Текст страницы:
* * * * * * * * *

Методы исследования распределены по задачам. Историко-культурный анализ использован для реконструкции тех контекстов, в которых лезгинка функционировала как часть свадебной, праздничной и обрядовой жизни. Сравнительный анализ позволил сопоставить локальные южнодагестанские и восточнокавказские формы с их сценическими и диаспорными версиями, не предполагая между ними полной тождественности. Дискурс-анализ направлен на чтение смыслов, которые закрепляются за танцем в научном, медийном и общественном языке: «национальный», «кавказский», «традиционный», «брендовый», «проблемный». Визуально-антропологический анализ применен к описаниям пластики, повторяющимся композициям мужской и женской партий, устойчивым образам дистанции, обхода, остановки, демонстрации энергии и самоограничения.

В дальнейшем термин «лезгинка» используется в двух аналитических регистрах. В узком значении он обозначает парный танец, исторически укорененный в южнодагестанской свадебнопраздничной среде. В широком значении речь идет о зонтичном семействе близких музыкальнопластических форм, получивших общекавказскую и циркумпонтийскую узнаваемость. Такое двойное употребление не является подменой уровней. Оно необходимо для того, чтобы не растворить конкретную лезгинскую и дагестанскую основу танца в абстрактной «кавказскости» и одновременно не игнорировать факт его более широкого культурного обращения.

Исследование имеет ограничения. Во-первых, оно не опирается на собственный корпус полевых видеозаписей, а работает с опубликованными описаниями, интерпретациями и историческими материалами. Во-вторых, реконструкция ранних обрядовых смыслов неизбежно остается косвенной, поскольку архаические пласты чаще доступны через поздние этнографические фиксации. В-третьих, циркумпонтийский ракурс используется как аналитическая модель обменов, а не как утверждение о единой «береговой» родине всех вариантов танца. Сочетание указанных методов позволяет отделить относительно устойчивое социальное ядро лезгинки от меняющихся способов ее сценической, медийной, коммерческой и политической упаковки.

* * * * * * * * *

Данные ниже:
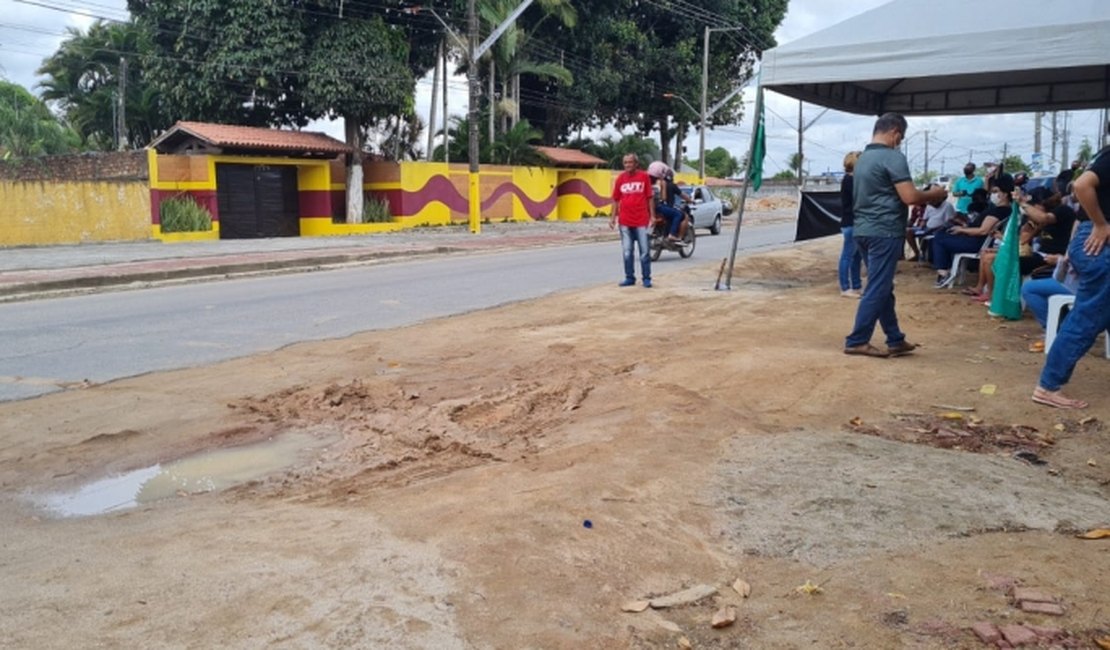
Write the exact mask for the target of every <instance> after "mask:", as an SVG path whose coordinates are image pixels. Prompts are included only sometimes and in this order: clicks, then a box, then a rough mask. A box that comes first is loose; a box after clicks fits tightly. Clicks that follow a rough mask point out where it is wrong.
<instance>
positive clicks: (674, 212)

* * * * * * * * *

Описание задания: Выпишите целиком, ничего не меняя, текст о методах исследования лезгинки, помещенный выше.

Поле ответа:
Методы исследования распределены по задачам. Историко-культурный анализ использован для реконструкции тех контекстов, в которых лезгинка функционировала как часть свадебной, праздничной и обрядовой жизни. Сравнительный анализ позволил сопоставить локальные южнодагестанские и восточнокавказские формы с их сценическими и диаспорными версиями, не предполагая между ними полной тождественности. Дискурс-анализ направлен на чтение смыслов, которые закрепляются за танцем в научном, медийном и общественном языке: «национальный», «кавказский», «традиционный», «брендовый», «проблемный». Визуально-антропологический анализ применен к описаниям пластики, повторяющимся композициям мужской и женской партий, устойчивым образам дистанции, обхода, остановки, демонстрации энергии и самоограничения.

В дальнейшем термин «лезгинка» используется в двух аналитических регистрах. В узком значении он обозначает парный танец, исторически укорененный в южнодагестанской свадебнопраздничной среде. В широком значении речь идет о зонтичном семействе близких музыкальнопластических форм, получивших общекавказскую и циркумпонтийскую узнаваемость. Такое двойное употребление не является подменой уровней. Оно необходимо для того, чтобы не растворить конкретную лезгинскую и дагестанскую основу танца в абстрактной «кавказскости» и одновременно не игнорировать факт его более широкого культурного обращения.

Исследование имеет ограничения. Во-первых, оно не опирается на собственный корпус полевых видеозаписей, а работает с опубликованными описаниями, интерпретациями и историческими материалами. Во-вторых, реконструкция ранних обрядовых смыслов неизбежно остается косвенной, поскольку архаические пласты чаще доступны через поздние этнографические фиксации. В-третьих, циркумпонтийский ракурс используется как аналитическая модель обменов, а не как утверждение о единой «береговой» родине всех вариантов танца. Сочетание указанных методов позволяет отделить относительно устойчивое социальное ядро лезгинки от меняющихся способов ее сценической, медийной, коммерческой и политической упаковки.